╭─ Input
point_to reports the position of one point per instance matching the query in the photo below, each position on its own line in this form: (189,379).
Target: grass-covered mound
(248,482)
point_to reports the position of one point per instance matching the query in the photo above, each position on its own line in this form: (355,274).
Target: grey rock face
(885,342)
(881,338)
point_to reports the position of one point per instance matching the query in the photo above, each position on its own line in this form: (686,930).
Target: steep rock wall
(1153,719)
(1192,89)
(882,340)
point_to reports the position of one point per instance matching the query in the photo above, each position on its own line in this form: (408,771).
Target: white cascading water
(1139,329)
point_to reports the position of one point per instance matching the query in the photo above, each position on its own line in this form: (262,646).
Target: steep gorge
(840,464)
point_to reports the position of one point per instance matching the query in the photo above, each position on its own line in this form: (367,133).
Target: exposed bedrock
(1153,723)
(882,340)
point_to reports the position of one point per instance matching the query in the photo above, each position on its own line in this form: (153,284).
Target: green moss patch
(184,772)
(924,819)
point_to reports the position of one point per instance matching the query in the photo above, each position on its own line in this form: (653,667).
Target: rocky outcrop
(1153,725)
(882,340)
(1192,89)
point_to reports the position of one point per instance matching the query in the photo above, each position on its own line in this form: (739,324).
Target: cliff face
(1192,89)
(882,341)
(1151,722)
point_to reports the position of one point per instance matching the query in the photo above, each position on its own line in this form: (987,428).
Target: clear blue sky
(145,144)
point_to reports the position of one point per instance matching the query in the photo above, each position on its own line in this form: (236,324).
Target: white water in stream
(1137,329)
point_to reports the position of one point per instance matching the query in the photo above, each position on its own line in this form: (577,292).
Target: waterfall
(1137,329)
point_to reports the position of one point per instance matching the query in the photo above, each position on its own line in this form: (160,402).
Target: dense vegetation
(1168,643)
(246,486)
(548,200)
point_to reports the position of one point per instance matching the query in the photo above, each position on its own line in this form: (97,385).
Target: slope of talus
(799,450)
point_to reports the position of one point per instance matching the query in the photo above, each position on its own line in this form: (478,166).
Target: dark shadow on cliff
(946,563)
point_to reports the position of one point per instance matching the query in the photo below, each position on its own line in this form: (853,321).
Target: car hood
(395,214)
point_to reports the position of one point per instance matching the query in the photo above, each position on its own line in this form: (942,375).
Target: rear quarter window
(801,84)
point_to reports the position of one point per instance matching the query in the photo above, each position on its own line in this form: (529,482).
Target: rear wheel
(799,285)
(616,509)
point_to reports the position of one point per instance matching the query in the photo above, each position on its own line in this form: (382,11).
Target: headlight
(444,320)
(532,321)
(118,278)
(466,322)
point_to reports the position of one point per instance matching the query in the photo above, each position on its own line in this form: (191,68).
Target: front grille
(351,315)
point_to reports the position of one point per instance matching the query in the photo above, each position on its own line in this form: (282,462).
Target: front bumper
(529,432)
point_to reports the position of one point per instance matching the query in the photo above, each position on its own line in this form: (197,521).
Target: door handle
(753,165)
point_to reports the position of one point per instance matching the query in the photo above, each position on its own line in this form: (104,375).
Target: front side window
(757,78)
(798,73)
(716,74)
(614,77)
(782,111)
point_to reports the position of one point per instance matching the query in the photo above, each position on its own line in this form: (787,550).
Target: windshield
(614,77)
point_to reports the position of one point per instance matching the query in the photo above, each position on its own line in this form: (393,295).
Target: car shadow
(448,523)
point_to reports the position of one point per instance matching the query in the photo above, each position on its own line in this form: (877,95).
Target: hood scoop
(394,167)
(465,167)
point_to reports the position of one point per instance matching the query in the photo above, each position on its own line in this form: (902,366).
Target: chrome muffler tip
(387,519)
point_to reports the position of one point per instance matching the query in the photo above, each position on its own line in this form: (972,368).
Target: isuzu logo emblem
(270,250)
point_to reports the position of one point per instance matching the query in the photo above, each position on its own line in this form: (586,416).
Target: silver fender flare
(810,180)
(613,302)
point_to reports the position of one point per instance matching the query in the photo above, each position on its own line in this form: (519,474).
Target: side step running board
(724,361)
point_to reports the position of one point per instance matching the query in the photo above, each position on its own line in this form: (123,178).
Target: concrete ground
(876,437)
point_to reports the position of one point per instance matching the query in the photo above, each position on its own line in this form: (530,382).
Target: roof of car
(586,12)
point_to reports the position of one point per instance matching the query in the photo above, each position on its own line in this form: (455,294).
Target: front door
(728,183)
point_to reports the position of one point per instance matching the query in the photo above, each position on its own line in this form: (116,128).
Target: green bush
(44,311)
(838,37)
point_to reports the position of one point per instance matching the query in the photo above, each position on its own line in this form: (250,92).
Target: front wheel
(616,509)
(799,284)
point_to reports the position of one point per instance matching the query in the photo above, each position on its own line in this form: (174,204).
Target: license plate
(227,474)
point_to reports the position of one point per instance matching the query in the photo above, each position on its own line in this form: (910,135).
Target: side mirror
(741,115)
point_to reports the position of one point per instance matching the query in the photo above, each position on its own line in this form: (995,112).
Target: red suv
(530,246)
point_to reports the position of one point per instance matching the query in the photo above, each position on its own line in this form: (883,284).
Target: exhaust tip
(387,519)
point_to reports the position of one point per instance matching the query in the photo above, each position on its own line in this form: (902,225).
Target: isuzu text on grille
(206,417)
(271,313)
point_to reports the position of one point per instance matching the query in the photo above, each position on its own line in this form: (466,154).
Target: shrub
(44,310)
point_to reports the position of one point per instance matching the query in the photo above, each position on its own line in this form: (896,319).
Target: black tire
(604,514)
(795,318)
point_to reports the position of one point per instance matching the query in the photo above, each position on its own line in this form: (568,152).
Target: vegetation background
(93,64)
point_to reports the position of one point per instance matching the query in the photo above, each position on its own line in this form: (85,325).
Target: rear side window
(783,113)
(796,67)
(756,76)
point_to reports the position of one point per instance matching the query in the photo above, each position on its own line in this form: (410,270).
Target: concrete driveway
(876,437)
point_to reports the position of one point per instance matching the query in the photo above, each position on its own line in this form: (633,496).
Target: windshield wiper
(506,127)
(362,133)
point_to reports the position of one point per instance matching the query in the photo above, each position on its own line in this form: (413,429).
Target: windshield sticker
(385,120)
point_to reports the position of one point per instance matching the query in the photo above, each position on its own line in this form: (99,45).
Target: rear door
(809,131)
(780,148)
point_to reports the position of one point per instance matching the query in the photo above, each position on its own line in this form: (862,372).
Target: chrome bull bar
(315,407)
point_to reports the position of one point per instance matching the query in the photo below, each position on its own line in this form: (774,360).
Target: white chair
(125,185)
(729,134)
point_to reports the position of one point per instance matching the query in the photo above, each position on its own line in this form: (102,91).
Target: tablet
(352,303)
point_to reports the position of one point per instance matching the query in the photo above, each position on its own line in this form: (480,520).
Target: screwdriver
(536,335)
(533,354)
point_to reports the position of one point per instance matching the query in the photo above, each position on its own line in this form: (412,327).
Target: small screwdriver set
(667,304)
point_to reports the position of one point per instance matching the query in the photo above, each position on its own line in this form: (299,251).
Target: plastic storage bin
╰─
What the exercise asks: Provide all the records again, word for word.

Reply to the task:
point_to reports the position of one point per instance matching the query in the photo below, each position on its own line in this form: (189,379).
Target: grass-covered mound
(248,482)
point_to reports the position of one point per instance matching the query in the photo above, each position on its own line in this form: (355,274).
Target: grey rock face
(885,342)
(881,338)
point_to reports the position of one point per instance matching the query in the photo above, each position on its own line in this form: (686,930).
Target: steep rock wall
(1153,719)
(1192,89)
(882,340)
point_to reports the position of one point per instance matching the query in the photo above, each position on its own line in this form: (408,771).
Target: white cascading water
(1139,329)
point_to reports the position of one point per instance matching the query in the photo above, each position on its own line in this form: (262,646).
Target: steep gorge
(840,464)
point_to reports the position of one point per instance matching the query in the photo above, each position on its own line in this form: (367,133).
Target: exposed bedrock
(1153,723)
(882,340)
point_to reports the position of one point per instance matching the query in the photo above, each position on its own line in this form: (153,284).
Target: green moss patch
(184,772)
(924,819)
point_to reports the position of one point per instance matching the query in the photo above, each position on its own line in this form: (653,667).
Target: rocky outcrop
(1153,725)
(882,340)
(1192,89)
point_to reports the position of one point per instance matching the query in the photo above, each position on its own line in this form: (739,324).
Target: cliff face
(1192,89)
(882,341)
(1151,722)
point_to reports the position of one point per instance matching the query in the photo above, each position on its own line in this form: (987,428).
Target: clear blue sky
(145,144)
point_to reports the position of one point per instance matching the query in the photo above, each position on its own line in this form: (236,324).
Target: white water in stream
(1137,329)
point_to reports the position of one point per instance matching the query in the photo above, each position on its own line in this form: (577,292).
Target: waterfall
(1137,329)
point_to reports the position of one point per instance matching the query in the photo above, each position on its own line in this form: (160,402).
Target: dense vegetation
(1168,643)
(246,486)
(548,200)
point_to reports the position of one point per instance matching the query in the photo above, each position on its own line in this form: (97,385).
Target: slope of talus
(799,450)
point_to reports the position of one point per instance matching the query in the photo above, each position on its own line in this form: (478,166).
Target: dark shadow on cliff
(946,563)
point_to reports the position of one point per instance matching the query in the photo below, each position on its own line in this form: (853,321).
Target: car hood
(395,214)
point_to reports the position of one point per instance matching the query in the photo above, each position on its own line in this form: (942,375).
Target: rear quarter window
(801,84)
point_to reports the position of one point per instance matching the query in the photo above, each position on its own line in this form: (529,482).
Target: rear wheel
(799,285)
(616,509)
point_to reports the position of one point per instance matching the query in the photo above, each position on its own line in this form: (382,11).
Target: headlight
(444,320)
(532,321)
(118,278)
(466,322)
point_to reports the position of one point per instance matching the query in the photo above, each position on its own line in this form: (191,68).
Target: front grille
(351,315)
point_to reports the position of one point per instance matching the query in the photo above, each position on its own line in this form: (282,462).
Target: front bumper
(529,432)
point_to reports the position of one point per instance matching the query in the photo above, each position on its own line in this form: (197,521).
Target: door handle
(753,165)
point_to reports the position of one point per instance matching the query in the photo above, each position on its own line in this form: (104,375).
Target: front side window
(757,78)
(798,73)
(716,74)
(614,77)
(782,111)
point_to reports the position of one point per instance matching the query in the photo above, each position on its own line in this form: (787,550).
Target: windshield
(614,77)
point_to reports the position of one point per instance matching the query in the photo above, each position on its own line in this form: (393,295).
Target: car shadow
(448,523)
point_to reports the position of one point per instance matching the query in the photo above, each position on its own line in this form: (877,95).
Target: hood scoop
(394,167)
(465,167)
point_to reports the position of one point per instance matching the query in the photo above, each position on its own line in this form: (902,366).
Target: chrome muffler tip
(387,519)
point_to reports the position of one point per instance matching the query in the photo above, each position on its own line in this form: (972,368).
Target: isuzu logo emblem
(270,250)
point_to reports the position of one point per instance matching the query in the photo above, each position on its own line in this form: (586,416).
Target: silver fender flare
(810,180)
(613,302)
point_to reports the position of one point per instance matching the query in the photo above, each position on its own line in this form: (519,474).
Target: side step running board
(724,361)
point_to reports the position of one point per instance matching the query in the photo above, each position on its own line in this form: (123,178).
Target: concrete ground
(876,437)
point_to reports the position of one point per instance matching the query in the photo above, each position on its own line in this form: (530,382).
Target: roof of car
(586,12)
point_to reports the position of one point per instance matching the query in the photo above, each position on its own line in this form: (455,294).
Target: front door
(728,183)
point_to reports the position of one point per instance matching the query in the photo above, each position on its own line in this form: (116,128).
Target: green bush
(44,311)
(838,37)
point_to reports the position of one point per instance matching the query in the photo above, each position on its own line in this form: (250,92).
Target: front wheel
(616,509)
(799,284)
point_to reports the position of one point per instance matching the query in the photo above, each position on its own line in this form: (174,204).
Target: license plate
(227,474)
point_to reports the position of one point per instance matching the query in the photo above, each position on its own line in this form: (910,135).
Target: side mirror
(741,115)
point_to reports the position of one point per instance matching the query in the photo above, each position on its own line in this form: (995,112).
Target: red suv
(530,246)
point_to reports the position of one point per instance matching the query in the photo above, each position on its own line in this form: (883,284).
Target: exhaust tip
(387,519)
point_to reports the position of one point per instance matching the query in the photo above, each position on its own line in this form: (902,225).
Target: isuzu text on grille
(206,417)
(271,313)
point_to reports the position of one point per instance matching the query in the photo above, each position on its own line in this form: (466,154).
Target: shrub
(44,310)
point_to reports the position of one point per instance matching the query in the photo above, each position on its own line in this form: (896,319).
Target: black tire
(604,514)
(795,318)
point_to reports the position of one point per instance matching the query in the photo above, each position on its own line in this form: (568,152).
Target: vegetation background
(93,64)
point_to reports the position of one point per instance matching the query in the photo above, each position on its own line in this form: (85,325).
Target: rear side window
(783,113)
(796,67)
(756,76)
point_to reports the position of one point per instance matching the query in the photo above, each position on its own line in this form: (410,270).
Target: concrete driveway
(876,437)
point_to reports the position of one point per instance matching the query in the photo above, each position on its own line in this form: (633,496).
Target: windshield wiper
(506,127)
(362,133)
point_to reports the position of one point per instance matching the query in the photo above, each position on its own line in this form: (413,429).
Target: windshield sticker
(385,120)
point_to reports the position of one point per instance matching the query in the photo above, each position on its own line in this form: (99,45).
Target: rear door
(809,131)
(780,148)
point_to reports the position of one point per instance matching the query in the photo above, each position on its own line in this form: (862,372).
Target: chrome bull bar
(315,407)
point_to reports the position of one point per instance matching the query in the photo below, each position on its own line in this form: (774,360).
Target: white chair
(125,185)
(729,134)
point_to reports the position of one point per instance matching the query in the photo above, each position on its own line in this form: (102,91).
Target: tablet
(352,303)
point_to reports the position of one point per instance matching the query in the photo above, each position on its own line in this form: (480,520).
Target: screwdriver
(536,335)
(533,354)
point_to reports the position of one point per instance matching the query in the photo above, each position on its own line in this form: (412,327).
Target: small screwdriver set
(667,304)
point_to reports the position of one point per instance matching the query in the photo above, each position on its own line in this form: (299,251).
Target: plastic storage bin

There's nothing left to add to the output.